**RECORDS PROVIDED**:
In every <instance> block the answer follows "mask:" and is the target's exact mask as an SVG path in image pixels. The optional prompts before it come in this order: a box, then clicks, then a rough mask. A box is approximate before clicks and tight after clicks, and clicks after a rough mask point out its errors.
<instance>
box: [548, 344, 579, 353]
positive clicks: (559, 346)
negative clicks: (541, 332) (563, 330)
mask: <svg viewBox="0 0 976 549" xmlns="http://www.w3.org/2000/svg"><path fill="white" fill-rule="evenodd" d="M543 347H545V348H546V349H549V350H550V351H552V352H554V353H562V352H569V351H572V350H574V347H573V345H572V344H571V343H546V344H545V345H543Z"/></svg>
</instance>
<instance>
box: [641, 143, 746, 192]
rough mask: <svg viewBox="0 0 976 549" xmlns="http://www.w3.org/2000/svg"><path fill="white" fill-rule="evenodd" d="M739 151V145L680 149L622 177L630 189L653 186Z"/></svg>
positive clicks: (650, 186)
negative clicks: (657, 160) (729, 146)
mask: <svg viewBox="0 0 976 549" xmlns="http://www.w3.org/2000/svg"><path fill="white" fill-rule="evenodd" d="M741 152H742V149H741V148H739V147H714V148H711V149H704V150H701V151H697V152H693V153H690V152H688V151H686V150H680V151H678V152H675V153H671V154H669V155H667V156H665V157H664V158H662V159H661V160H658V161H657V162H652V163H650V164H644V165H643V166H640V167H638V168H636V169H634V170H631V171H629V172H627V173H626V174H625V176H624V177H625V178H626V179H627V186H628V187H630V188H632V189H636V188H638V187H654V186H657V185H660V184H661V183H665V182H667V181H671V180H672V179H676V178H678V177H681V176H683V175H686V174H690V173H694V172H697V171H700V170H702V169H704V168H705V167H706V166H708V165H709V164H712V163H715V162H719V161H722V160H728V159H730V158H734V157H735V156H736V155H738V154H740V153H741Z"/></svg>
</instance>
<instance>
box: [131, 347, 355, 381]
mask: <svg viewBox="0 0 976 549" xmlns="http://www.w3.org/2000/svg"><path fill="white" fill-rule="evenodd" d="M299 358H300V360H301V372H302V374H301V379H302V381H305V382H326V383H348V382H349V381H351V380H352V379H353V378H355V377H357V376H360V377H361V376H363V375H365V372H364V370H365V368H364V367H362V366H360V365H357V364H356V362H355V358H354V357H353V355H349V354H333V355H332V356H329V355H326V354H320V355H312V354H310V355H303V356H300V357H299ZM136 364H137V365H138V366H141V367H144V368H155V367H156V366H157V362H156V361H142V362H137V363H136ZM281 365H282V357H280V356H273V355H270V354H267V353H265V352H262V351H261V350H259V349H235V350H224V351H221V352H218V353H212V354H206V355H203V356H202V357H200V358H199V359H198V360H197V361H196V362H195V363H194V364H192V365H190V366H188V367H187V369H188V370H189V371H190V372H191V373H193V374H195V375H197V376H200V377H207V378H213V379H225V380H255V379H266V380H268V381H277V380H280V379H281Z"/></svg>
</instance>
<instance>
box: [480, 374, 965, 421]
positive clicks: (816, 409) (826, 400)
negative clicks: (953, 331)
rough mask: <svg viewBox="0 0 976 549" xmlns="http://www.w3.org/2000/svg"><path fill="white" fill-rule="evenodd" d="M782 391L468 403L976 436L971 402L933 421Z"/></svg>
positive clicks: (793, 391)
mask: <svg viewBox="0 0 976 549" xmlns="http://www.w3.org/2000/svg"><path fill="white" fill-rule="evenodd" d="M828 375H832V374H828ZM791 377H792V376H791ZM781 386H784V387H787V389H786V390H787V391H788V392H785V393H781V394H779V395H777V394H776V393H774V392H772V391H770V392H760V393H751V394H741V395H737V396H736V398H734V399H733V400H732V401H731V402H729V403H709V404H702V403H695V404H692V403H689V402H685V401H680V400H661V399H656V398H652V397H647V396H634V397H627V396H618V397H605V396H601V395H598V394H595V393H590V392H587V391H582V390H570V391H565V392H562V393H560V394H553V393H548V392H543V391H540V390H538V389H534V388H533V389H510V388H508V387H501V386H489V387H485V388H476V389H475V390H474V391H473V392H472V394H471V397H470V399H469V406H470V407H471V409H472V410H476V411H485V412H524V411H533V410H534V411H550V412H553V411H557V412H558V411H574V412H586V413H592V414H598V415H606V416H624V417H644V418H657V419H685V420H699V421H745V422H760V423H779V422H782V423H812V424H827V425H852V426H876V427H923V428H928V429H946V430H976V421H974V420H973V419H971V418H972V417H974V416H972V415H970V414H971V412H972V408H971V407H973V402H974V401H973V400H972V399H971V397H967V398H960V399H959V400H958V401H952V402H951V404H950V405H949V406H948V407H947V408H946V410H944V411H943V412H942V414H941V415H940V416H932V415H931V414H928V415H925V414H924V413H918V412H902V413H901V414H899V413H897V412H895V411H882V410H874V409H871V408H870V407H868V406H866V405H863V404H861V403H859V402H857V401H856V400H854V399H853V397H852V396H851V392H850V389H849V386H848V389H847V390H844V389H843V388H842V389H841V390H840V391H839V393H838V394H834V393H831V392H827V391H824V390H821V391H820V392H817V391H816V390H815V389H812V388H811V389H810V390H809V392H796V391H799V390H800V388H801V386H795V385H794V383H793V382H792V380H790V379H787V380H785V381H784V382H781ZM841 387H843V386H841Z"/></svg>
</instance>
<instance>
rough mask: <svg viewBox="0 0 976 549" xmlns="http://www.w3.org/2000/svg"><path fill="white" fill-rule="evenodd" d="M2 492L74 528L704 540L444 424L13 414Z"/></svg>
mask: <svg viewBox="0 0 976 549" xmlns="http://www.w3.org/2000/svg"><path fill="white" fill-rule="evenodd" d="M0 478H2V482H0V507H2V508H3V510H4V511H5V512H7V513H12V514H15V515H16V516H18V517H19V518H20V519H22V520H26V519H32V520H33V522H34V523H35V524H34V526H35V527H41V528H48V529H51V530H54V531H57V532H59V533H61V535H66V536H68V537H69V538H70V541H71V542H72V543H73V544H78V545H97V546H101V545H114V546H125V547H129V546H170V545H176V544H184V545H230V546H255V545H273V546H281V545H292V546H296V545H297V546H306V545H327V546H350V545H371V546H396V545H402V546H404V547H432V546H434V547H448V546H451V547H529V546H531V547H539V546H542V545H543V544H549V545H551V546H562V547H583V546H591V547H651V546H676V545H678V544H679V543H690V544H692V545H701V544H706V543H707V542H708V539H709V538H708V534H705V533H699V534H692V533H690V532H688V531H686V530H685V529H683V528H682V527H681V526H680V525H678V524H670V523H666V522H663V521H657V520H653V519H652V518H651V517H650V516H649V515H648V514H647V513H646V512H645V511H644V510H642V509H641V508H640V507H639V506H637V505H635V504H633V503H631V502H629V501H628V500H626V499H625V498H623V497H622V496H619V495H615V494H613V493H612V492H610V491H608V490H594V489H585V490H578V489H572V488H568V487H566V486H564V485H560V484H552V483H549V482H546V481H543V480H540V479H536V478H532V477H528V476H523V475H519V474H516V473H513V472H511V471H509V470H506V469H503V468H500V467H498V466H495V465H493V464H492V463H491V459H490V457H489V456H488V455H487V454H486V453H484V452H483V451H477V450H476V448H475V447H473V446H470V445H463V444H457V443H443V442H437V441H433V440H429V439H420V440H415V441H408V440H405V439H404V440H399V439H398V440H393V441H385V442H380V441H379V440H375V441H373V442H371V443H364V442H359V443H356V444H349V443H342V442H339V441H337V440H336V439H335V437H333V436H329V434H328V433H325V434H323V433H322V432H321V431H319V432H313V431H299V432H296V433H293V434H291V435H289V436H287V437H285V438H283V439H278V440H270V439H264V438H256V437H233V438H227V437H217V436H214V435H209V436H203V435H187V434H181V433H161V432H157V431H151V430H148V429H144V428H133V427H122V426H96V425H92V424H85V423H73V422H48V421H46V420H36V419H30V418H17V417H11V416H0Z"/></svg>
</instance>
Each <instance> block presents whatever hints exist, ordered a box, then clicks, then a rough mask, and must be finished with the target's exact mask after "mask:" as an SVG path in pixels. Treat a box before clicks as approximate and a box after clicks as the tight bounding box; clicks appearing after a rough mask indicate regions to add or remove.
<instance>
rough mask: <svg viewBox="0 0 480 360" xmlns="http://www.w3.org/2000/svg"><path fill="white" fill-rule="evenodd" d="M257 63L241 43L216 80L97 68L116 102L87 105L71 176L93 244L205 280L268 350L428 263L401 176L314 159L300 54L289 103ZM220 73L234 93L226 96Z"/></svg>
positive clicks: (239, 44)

**INSTRUCTIONS TO FOLLOW**:
Both the first line of the data above and the line with "positive clicks: (559, 346)" must be included; please return exactly those lines and the ones between them.

**EXERCISE RESULT**:
In every <instance> block the answer follows "mask:" and is the target's exact mask as an SVG path in image pixels. The optional prompts before it come in this order: a box, then clicks, then a rough mask. A box is approximate before clicks and tight after clicks, and clicks after a rough mask point out its errors.
<instance>
box: [548, 344, 579, 353]
positive clicks: (559, 346)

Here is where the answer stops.